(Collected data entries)
__________
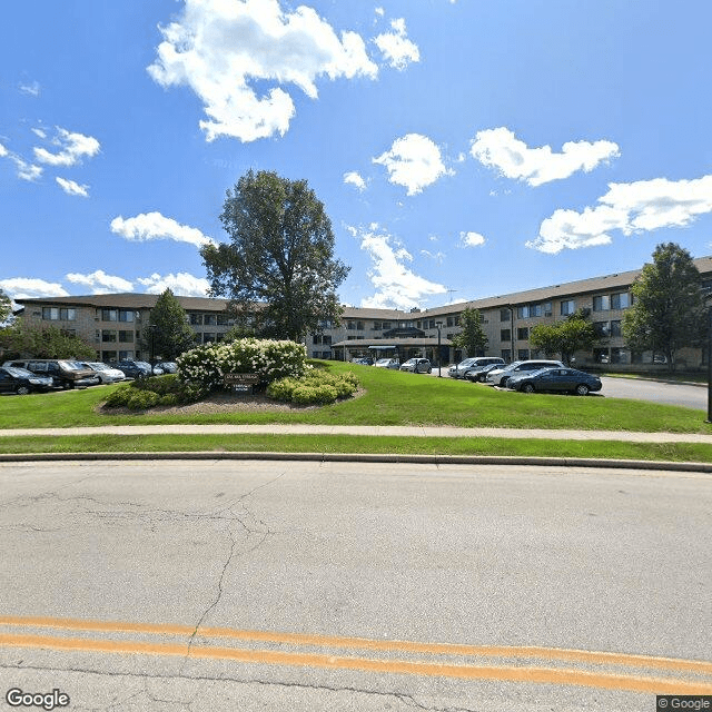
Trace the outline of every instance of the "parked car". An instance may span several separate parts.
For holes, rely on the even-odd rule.
[[[429,374],[433,370],[433,364],[427,358],[408,358],[400,366],[400,370],[409,370],[414,374]]]
[[[602,384],[597,376],[575,368],[543,368],[512,376],[507,382],[507,388],[523,393],[541,390],[585,396],[592,390],[601,390]]]
[[[49,376],[37,376],[27,368],[3,366],[0,368],[0,393],[17,393],[26,396],[32,390],[49,390],[52,387]]]
[[[119,380],[123,380],[126,378],[126,374],[118,368],[111,368],[111,366],[107,366],[98,360],[83,360],[79,362],[81,366],[86,366],[87,368],[91,368],[97,376],[99,376],[99,380],[101,383],[117,383]]]
[[[400,362],[397,358],[379,358],[374,366],[377,368],[394,368],[398,370],[400,368]]]
[[[487,374],[487,383],[501,388],[507,387],[507,380],[512,376],[516,376],[522,372],[538,370],[540,368],[565,368],[560,360],[532,359],[532,360],[514,360],[504,368],[493,368]]]
[[[178,364],[174,360],[159,360],[154,369],[160,368],[165,374],[177,374],[178,373]]]
[[[487,379],[487,374],[495,368],[502,368],[502,364],[487,364],[486,366],[471,368],[465,378],[471,383],[484,383]]]
[[[504,366],[504,358],[500,356],[472,356],[461,360],[459,364],[451,366],[447,369],[447,375],[451,378],[467,378],[467,374],[475,368],[486,366],[488,364],[500,364]]]
[[[26,368],[38,376],[48,376],[52,379],[52,384],[59,388],[82,388],[97,386],[101,383],[99,376],[91,368],[86,368],[68,358],[24,358],[6,360],[2,365]]]
[[[107,364],[122,370],[127,378],[147,378],[151,375],[151,365],[145,360],[117,360]]]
__________
Lay out all lines of the entries above as a numbered list, omitting blank lines and the pictures.

1. Trace the outline of every instance of the "parked car". An instance may span several separate parts.
2. For holes, rely on the even-odd rule.
3. [[[429,374],[433,370],[433,364],[427,358],[408,358],[400,366],[400,370],[409,370],[414,374]]]
4. [[[602,384],[597,376],[575,368],[543,368],[512,376],[507,382],[507,388],[523,393],[541,390],[585,396],[592,390],[601,390]]]
5. [[[49,376],[37,376],[27,368],[3,366],[0,368],[0,393],[17,393],[26,396],[32,390],[49,390],[52,387]]]
6. [[[119,380],[123,380],[126,378],[126,374],[118,368],[111,368],[111,366],[107,366],[98,360],[83,360],[79,362],[81,366],[86,366],[87,368],[91,368],[97,376],[99,376],[99,380],[101,383],[117,383]]]
7. [[[400,362],[397,358],[379,358],[374,366],[377,368],[394,368],[398,370],[400,368]]]
8. [[[487,374],[487,383],[501,388],[507,387],[507,380],[512,376],[516,376],[522,372],[538,370],[540,368],[565,368],[560,360],[532,359],[532,360],[514,360],[504,368],[493,368]]]
9. [[[178,364],[174,360],[159,360],[154,369],[160,368],[165,374],[177,374],[178,373]]]
10. [[[487,379],[487,374],[495,368],[502,368],[502,364],[487,364],[486,366],[471,368],[465,378],[471,383],[484,383]]]
11. [[[504,366],[504,358],[500,356],[472,356],[461,360],[459,364],[451,366],[447,369],[447,375],[451,378],[467,378],[467,374],[475,368],[486,366],[488,364],[500,364]]]
12. [[[26,368],[38,376],[48,376],[52,379],[52,384],[59,388],[82,388],[97,386],[101,383],[99,376],[91,368],[86,368],[68,358],[24,358],[6,360],[2,365]]]
13. [[[107,364],[122,370],[127,378],[147,378],[151,375],[151,365],[145,360],[117,360]]]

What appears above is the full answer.